- Your goal -
Starting at the line containing "Please identify the cloudy" and ending at the line containing "<point>648,355</point>", switch "identify" to "locate" and reproduce those records with nothing else altered.

[Coordinate annotation records]
_ _ _ _

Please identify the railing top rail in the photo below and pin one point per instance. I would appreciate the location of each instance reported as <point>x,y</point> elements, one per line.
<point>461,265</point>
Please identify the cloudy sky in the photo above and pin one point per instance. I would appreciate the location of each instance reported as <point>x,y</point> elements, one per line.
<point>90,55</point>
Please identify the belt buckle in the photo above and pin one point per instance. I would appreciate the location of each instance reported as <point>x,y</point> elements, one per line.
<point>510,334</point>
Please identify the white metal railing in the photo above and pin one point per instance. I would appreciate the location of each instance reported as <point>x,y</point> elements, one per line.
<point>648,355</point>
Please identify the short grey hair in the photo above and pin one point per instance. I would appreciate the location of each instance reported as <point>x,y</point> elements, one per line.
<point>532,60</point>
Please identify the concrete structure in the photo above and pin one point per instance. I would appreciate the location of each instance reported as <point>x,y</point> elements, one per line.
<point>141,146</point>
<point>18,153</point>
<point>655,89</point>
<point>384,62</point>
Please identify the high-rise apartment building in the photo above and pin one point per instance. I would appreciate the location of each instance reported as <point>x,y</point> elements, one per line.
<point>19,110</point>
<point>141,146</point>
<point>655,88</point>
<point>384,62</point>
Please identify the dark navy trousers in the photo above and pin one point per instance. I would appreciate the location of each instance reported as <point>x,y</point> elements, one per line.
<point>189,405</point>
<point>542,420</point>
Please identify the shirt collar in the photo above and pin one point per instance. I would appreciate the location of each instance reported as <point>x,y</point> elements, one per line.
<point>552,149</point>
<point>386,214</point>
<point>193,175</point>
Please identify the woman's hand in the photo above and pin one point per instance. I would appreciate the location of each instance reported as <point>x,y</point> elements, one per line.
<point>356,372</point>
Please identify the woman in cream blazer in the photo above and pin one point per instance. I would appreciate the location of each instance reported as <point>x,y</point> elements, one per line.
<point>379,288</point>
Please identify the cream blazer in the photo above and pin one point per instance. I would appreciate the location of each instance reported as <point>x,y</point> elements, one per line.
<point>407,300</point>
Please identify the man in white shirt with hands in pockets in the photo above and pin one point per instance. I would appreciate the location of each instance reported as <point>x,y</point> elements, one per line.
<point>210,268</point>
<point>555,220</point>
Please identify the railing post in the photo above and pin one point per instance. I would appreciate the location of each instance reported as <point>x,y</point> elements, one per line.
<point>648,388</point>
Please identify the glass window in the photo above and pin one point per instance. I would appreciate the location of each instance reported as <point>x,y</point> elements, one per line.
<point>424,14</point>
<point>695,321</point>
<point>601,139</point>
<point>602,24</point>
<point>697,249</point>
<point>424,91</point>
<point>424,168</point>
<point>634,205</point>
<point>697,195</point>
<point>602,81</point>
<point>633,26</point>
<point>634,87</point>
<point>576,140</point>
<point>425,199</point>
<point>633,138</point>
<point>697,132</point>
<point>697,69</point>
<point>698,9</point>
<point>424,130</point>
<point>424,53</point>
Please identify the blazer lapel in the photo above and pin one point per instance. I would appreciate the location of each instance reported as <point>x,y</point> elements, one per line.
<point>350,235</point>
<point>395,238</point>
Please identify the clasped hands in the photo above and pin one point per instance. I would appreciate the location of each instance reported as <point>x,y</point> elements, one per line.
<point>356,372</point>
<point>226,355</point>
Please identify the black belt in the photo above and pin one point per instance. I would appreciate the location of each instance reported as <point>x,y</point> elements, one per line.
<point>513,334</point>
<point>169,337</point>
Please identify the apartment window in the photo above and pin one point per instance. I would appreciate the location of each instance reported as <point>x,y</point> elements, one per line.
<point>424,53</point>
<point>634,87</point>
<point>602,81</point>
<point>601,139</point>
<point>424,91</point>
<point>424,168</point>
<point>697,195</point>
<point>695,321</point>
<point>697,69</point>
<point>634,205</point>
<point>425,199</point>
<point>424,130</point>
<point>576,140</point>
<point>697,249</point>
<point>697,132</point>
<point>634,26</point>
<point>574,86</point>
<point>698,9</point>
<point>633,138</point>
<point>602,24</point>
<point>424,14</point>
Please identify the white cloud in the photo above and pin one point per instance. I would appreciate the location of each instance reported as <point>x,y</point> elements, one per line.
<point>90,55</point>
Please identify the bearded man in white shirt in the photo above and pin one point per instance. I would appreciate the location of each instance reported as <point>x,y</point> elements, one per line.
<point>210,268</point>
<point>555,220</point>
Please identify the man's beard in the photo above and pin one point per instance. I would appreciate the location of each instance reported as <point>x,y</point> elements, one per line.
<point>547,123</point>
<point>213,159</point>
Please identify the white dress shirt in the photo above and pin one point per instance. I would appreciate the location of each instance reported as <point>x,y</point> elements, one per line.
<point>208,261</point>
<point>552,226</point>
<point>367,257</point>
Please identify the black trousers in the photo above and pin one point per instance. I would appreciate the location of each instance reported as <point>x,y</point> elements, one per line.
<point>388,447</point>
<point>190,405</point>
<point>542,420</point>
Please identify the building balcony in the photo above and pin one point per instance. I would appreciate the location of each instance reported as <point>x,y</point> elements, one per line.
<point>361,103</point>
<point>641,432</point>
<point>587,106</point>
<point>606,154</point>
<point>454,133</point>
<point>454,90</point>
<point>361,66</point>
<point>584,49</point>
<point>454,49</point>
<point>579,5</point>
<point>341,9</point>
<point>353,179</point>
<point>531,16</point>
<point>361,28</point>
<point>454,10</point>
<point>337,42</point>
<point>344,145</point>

_ _ _ _

- Full output -
Please locate the cloudy sky in the photo above and pin one point per instance. I would appreciate the location of each instance reported as <point>x,y</point> elements, one per line.
<point>90,55</point>
Please locate the belt buckle in the photo above and pin one point per instance. I would appreciate the location of each instance reported as <point>x,y</point> elements, one per line.
<point>510,334</point>
Please locate the white metal railing in the photo above and pin one point per instance. I would appreciate the location of each instance reported as <point>x,y</point> elements, one per line.
<point>648,355</point>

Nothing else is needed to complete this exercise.